> [TASK TO CARRY OUT]
The word "halved" appears in some lines of the entries. Say how many, and give nothing but the number.

> [Stored data entries]
○ ○ ○ ○

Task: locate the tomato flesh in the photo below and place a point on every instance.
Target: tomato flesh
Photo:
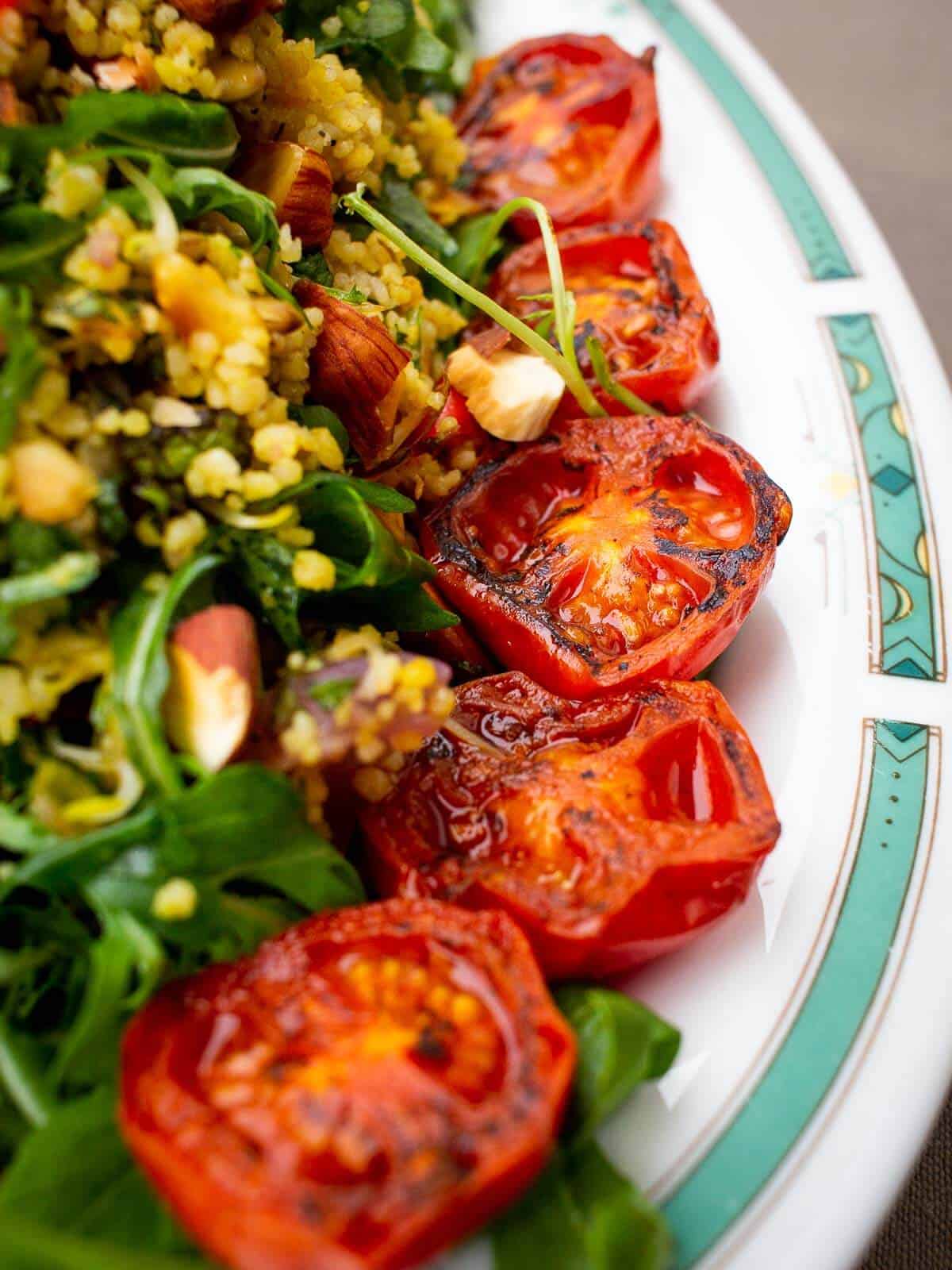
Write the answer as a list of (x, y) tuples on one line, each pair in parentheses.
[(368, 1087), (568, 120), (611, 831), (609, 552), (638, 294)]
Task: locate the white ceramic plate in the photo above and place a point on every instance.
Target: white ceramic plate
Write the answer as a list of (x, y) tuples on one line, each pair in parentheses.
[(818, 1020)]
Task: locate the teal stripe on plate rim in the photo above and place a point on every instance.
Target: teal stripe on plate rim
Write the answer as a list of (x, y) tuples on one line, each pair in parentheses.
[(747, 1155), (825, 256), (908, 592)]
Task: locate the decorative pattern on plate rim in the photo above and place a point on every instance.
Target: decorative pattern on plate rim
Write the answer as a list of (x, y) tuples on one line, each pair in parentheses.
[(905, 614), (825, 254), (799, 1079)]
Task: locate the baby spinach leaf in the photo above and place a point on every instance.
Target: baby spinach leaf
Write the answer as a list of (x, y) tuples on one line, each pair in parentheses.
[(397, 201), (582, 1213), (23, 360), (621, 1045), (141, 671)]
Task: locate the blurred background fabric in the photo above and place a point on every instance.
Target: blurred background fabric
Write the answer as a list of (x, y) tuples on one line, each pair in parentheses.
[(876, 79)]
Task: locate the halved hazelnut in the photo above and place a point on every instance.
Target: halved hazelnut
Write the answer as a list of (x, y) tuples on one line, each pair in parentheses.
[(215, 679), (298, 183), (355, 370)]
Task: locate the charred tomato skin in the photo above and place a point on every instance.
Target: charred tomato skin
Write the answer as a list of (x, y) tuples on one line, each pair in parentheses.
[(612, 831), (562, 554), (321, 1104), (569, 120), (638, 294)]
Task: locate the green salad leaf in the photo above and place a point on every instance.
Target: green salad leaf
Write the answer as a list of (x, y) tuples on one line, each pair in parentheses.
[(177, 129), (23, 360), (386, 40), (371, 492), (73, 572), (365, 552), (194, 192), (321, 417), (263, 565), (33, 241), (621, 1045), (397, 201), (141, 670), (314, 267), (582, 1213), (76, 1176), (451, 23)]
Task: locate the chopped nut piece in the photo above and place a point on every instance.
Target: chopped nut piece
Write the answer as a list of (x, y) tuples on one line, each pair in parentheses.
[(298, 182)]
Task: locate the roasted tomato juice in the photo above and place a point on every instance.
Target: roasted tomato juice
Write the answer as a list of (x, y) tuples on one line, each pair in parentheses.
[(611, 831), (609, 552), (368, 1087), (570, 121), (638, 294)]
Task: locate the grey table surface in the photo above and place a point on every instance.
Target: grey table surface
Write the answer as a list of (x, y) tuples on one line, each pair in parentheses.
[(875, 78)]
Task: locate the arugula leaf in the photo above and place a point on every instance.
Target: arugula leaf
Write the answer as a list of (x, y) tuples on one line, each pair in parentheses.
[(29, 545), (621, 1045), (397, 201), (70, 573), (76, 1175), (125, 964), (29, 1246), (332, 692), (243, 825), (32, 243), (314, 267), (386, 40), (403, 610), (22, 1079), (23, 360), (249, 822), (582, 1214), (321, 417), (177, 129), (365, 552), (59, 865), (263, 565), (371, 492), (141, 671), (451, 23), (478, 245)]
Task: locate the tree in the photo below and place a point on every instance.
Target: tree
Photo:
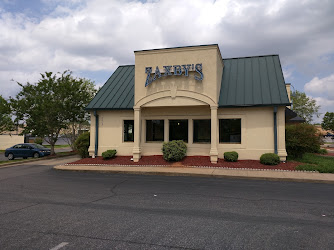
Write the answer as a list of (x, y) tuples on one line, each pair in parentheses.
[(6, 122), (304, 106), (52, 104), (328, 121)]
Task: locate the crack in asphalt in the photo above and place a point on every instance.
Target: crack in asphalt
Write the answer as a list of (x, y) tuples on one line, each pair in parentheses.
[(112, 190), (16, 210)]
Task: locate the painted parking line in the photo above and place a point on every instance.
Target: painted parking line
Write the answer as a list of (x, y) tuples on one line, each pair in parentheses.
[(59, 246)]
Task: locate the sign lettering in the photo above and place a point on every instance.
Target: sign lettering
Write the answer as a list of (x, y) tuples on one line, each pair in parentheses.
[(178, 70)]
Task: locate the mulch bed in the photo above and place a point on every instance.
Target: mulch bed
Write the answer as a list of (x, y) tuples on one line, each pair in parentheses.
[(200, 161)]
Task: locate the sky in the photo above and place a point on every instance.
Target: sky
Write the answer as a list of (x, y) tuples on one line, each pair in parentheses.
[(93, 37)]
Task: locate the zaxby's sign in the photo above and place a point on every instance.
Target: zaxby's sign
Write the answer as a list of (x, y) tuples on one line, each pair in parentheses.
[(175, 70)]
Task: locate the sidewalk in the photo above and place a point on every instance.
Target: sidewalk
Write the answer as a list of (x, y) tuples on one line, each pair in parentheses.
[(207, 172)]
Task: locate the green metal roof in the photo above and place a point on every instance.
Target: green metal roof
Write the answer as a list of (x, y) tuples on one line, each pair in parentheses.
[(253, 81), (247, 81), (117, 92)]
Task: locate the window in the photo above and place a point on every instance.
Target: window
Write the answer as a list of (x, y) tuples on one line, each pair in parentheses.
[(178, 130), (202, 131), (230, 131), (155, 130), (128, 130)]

○ ○ ○ ○

> [RESULT OF THIS TASK]
2